┌─ The input

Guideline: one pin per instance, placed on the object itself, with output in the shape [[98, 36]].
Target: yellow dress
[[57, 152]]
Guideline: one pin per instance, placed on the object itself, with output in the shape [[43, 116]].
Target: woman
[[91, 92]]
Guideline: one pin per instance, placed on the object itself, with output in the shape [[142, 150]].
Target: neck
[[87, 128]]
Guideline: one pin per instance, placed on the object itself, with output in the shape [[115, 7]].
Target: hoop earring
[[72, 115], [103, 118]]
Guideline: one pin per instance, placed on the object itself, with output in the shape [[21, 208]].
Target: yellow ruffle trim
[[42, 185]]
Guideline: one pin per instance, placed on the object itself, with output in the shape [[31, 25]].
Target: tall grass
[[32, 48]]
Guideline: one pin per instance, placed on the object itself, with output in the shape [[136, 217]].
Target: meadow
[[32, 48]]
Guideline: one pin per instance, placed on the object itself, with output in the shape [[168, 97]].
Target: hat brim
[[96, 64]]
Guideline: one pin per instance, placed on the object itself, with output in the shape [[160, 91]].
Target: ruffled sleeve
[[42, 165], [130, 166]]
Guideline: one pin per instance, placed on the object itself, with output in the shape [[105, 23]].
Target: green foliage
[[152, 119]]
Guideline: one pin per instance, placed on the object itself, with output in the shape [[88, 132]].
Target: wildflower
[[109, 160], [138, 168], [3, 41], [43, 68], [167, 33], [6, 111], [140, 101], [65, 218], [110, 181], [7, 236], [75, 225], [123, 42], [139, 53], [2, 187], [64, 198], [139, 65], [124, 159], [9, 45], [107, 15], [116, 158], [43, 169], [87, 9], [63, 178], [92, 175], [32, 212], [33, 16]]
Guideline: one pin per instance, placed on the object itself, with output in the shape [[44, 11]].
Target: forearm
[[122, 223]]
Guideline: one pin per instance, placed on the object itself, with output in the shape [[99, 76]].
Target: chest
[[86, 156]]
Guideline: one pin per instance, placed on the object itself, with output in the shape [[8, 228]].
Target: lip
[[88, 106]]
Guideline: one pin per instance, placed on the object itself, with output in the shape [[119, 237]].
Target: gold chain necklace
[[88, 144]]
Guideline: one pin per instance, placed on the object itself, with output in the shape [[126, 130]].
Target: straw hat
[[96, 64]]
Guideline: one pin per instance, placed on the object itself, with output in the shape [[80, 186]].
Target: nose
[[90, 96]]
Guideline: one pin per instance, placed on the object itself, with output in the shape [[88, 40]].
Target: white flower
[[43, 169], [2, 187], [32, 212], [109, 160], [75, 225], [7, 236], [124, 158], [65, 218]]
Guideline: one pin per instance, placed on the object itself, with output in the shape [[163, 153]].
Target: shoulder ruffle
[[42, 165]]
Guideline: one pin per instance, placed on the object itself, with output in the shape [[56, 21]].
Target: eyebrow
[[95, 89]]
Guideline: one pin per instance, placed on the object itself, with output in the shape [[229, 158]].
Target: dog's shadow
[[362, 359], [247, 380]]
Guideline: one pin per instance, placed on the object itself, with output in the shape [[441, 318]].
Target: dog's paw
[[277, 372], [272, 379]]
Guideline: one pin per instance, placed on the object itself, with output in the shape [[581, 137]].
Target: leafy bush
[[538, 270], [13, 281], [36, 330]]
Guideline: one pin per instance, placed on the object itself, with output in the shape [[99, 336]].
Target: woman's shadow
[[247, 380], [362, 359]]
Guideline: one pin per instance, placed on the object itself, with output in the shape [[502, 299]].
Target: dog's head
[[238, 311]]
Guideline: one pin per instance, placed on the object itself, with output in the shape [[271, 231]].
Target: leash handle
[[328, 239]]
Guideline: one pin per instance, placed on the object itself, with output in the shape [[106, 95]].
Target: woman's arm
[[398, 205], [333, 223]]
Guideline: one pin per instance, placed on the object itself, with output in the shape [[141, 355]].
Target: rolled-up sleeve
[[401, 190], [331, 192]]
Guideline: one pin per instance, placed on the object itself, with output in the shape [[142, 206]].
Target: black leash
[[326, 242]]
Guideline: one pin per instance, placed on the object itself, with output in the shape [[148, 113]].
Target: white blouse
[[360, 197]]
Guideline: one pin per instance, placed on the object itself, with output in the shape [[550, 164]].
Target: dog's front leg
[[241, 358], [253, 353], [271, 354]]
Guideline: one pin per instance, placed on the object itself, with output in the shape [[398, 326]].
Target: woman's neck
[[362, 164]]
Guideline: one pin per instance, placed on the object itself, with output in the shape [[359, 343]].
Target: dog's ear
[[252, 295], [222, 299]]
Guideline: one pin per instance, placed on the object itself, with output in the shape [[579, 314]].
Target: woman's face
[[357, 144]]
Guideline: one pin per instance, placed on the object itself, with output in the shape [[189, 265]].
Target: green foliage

└─

What is asked - Pull out the lines of the material from the line with "shape [[80, 186]]." to the line with "158], [65, 218]]", including both, and reproduce them word for word.

Answer to this problem -
Guideline: one pin per instance, placed on the object itself, with output in the shape [[80, 186]].
Target: nose
[[90, 96]]
Guideline: one pin per instance, placed on the object itself, with output in the shape [[88, 40]].
Target: white flower
[[43, 169], [2, 187], [32, 212], [109, 160], [75, 225], [7, 236], [124, 158], [65, 218]]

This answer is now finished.